Your objective >> Reproduce the entire listing exactly. Leave the pictures out.

Supplied material >>
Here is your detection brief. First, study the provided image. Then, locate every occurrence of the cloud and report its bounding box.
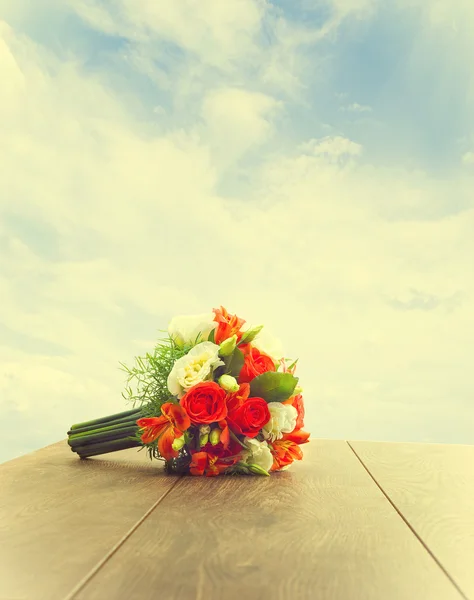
[462,151,474,165]
[340,102,372,113]
[1,0,474,463]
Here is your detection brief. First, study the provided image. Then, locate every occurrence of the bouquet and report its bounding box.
[67,307,310,477]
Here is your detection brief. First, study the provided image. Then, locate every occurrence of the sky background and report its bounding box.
[1,0,473,464]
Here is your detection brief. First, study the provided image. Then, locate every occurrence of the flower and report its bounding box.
[213,306,245,345]
[168,312,217,348]
[252,329,284,363]
[189,449,240,477]
[136,403,191,460]
[242,437,273,472]
[180,381,228,424]
[262,402,298,442]
[283,394,305,430]
[218,374,239,392]
[239,347,275,384]
[227,395,271,438]
[219,334,237,357]
[269,429,310,471]
[167,341,224,398]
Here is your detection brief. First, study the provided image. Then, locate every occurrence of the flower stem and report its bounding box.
[68,409,144,459]
[68,419,140,441]
[76,438,141,458]
[69,408,142,431]
[67,413,142,435]
[69,426,139,449]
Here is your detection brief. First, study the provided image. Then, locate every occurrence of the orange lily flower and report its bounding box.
[270,429,310,471]
[137,403,190,461]
[213,306,246,345]
[189,451,237,477]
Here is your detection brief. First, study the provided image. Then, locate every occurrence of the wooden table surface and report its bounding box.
[0,439,473,600]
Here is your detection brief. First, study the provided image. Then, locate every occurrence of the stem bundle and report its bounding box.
[68,409,143,459]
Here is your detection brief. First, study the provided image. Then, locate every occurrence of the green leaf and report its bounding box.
[208,328,216,344]
[224,347,244,378]
[249,372,298,403]
[238,325,264,345]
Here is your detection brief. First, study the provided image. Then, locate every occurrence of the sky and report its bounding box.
[1,0,473,464]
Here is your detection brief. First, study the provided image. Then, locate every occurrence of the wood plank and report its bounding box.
[350,441,474,600]
[74,440,462,600]
[0,440,180,600]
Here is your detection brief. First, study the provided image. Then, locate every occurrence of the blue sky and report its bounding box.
[1,0,473,463]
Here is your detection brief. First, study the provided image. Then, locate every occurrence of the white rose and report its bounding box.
[242,438,274,473]
[262,402,297,442]
[252,329,284,363]
[168,313,217,347]
[167,341,224,398]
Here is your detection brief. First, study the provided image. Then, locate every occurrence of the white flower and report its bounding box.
[242,438,274,473]
[168,313,217,348]
[252,329,284,363]
[167,341,224,398]
[262,402,297,442]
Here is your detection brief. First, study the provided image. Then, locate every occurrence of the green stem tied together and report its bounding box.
[68,409,143,459]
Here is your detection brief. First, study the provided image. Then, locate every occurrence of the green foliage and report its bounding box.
[119,332,189,420]
[223,347,245,378]
[249,372,299,403]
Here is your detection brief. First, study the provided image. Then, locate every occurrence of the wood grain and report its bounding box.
[0,440,180,600]
[74,440,462,600]
[350,441,474,600]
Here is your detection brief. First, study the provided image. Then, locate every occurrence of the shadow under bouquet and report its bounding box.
[67,307,310,477]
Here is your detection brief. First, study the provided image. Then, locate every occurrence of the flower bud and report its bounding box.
[209,427,221,446]
[218,374,239,392]
[172,436,186,451]
[239,325,264,345]
[199,433,209,446]
[199,425,211,435]
[219,334,237,357]
[247,463,270,476]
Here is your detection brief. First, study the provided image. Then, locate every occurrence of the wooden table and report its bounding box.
[1,439,473,600]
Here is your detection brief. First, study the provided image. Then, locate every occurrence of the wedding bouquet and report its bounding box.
[67,307,310,477]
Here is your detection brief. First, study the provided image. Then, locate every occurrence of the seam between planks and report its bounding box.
[62,476,183,600]
[346,441,470,600]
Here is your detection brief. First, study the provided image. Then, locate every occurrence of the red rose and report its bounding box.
[180,382,227,424]
[227,396,270,438]
[239,347,275,384]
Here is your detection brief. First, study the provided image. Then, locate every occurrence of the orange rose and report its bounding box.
[180,381,228,424]
[239,347,275,384]
[227,396,270,438]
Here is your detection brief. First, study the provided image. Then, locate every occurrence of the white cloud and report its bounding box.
[462,151,474,165]
[201,87,281,170]
[340,102,373,113]
[299,136,363,159]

Answer to the exercise >>
Here is your detection brief. First, study the provided image. Then, locate every occurrence of the cloud and report its bounding box.
[462,151,474,165]
[340,102,372,113]
[1,0,474,463]
Here is your detection brief. First, study the provided image. Then, locate every occurrence of the bouquet and report its bounding box.
[67,307,310,477]
Here is your detection brief. First, study the provided image. Then, locate every occurrence of the sky background and report its bounding box.
[1,0,473,464]
Here is your detection brief. First, study the provided image. Then, locate every occurrence of the flower and report its bounding box.
[213,306,245,345]
[168,312,217,348]
[252,329,284,363]
[189,449,240,477]
[136,403,191,460]
[242,437,273,472]
[180,381,228,424]
[262,402,298,442]
[283,394,305,430]
[218,374,239,392]
[239,347,275,384]
[227,395,271,438]
[219,334,237,357]
[269,429,310,471]
[167,341,224,398]
Here is your detection brief. First, study the provided image. Then, locate every occurrence of the flower stem and report its bounding box.
[68,409,144,459]
[68,419,140,441]
[76,438,141,458]
[69,408,142,431]
[67,413,142,435]
[69,426,139,449]
Here is your detection brief. First, study the provided image. Then, locate every occurrence of the orange lily flower and report its bounding box.
[270,429,310,471]
[137,403,190,461]
[213,306,246,345]
[189,451,237,477]
Here is your detection brief. First, study the provided image. Then, locate every occurrence of the wooden table surface and report its bounding box.
[0,439,473,600]
Here is your detection brief. First, study the provided image. Then, locate every occurrence of the stem bundle and report its bounding box.
[68,409,143,459]
Here is your detection brief. First, study the provided image. Then, locate every occurrence of the green leaf and report its bounding box.
[208,328,216,344]
[224,347,244,378]
[249,372,298,403]
[238,325,264,345]
Here is your detection brief. First, study the provided image. Then, locate every occurrence of the sky and report its bounding box.
[1,0,473,464]
Here is your detection brief. First, study the provided image. Then, locate every occurrence of the wood plank and report its bounding box.
[350,441,474,600]
[74,440,462,600]
[0,440,180,600]
Here is your detection brief. First, study the provided image. Then, locate every occurrence of the blue sky and report its bounding box.
[1,0,473,463]
Here is your detection brief. First, study the provided image. Then, locate every occurrence of the white rose and report its bounding box.
[242,438,274,473]
[262,402,297,442]
[252,329,284,363]
[168,313,217,347]
[167,341,224,398]
Here is your detection brief. First, study the provided image. Then, locate every occurrence of the white flower and report its bounding box.
[242,438,274,473]
[168,313,217,348]
[252,329,284,363]
[167,341,224,398]
[262,402,297,442]
Here is your detection brief. First, study the provided image. Then, locate every occurrence of the green stem tied together and report its bounding box.
[68,409,143,459]
Here is your detection brief. First, study the provided image. Then, locate every occurrence of the green foliage and report its bounding box.
[119,332,189,420]
[223,347,245,378]
[249,372,299,403]
Here is your detection brief. First, study the provided image. Then, locate every occurrence of the wood grain and report its bounding box.
[0,440,180,600]
[74,440,462,600]
[350,441,474,600]
Here is your detection brief. First, study the provided image. Then, locate every occurrence of the shadow under bouquet and report its bounding box.
[67,307,310,477]
Here is your detection brief. First, study the provided image. Then, locate every occurrence of the flower bud and report its bounding box.
[209,427,221,446]
[218,374,239,392]
[172,436,186,451]
[239,325,264,345]
[199,433,209,446]
[199,425,211,435]
[219,334,237,357]
[247,463,270,476]
Here is your detection brief. First, study the provided image. Then, locate every occurrence of the wooden table and report its bounding box.
[1,439,473,600]
Here is your detection brief. First, study the provided image. Then, locate every occurrence of the wedding bouquet and report its bounding box.
[67,307,310,477]
Here is your detection brief. First, study the provided image. Then, locate every occurrence of the seam between planks and report its bounding box.
[62,476,183,600]
[346,441,470,600]
Here is your detection brief. First, study the provided image. Then, locate every occurrence of the red rose and report its bounding box.
[180,382,227,424]
[227,396,270,438]
[239,347,275,384]
Here is your detection brief. First, study the provided image. Then, locate every occurrence of the orange rose and report its bounding box.
[180,381,228,424]
[239,347,275,384]
[227,396,270,438]
Here is your detection brief. First, study the provided image. Then, locate every occurrence of the white cloud and report its bounding box.
[462,151,474,165]
[201,87,281,170]
[340,102,373,113]
[299,136,363,159]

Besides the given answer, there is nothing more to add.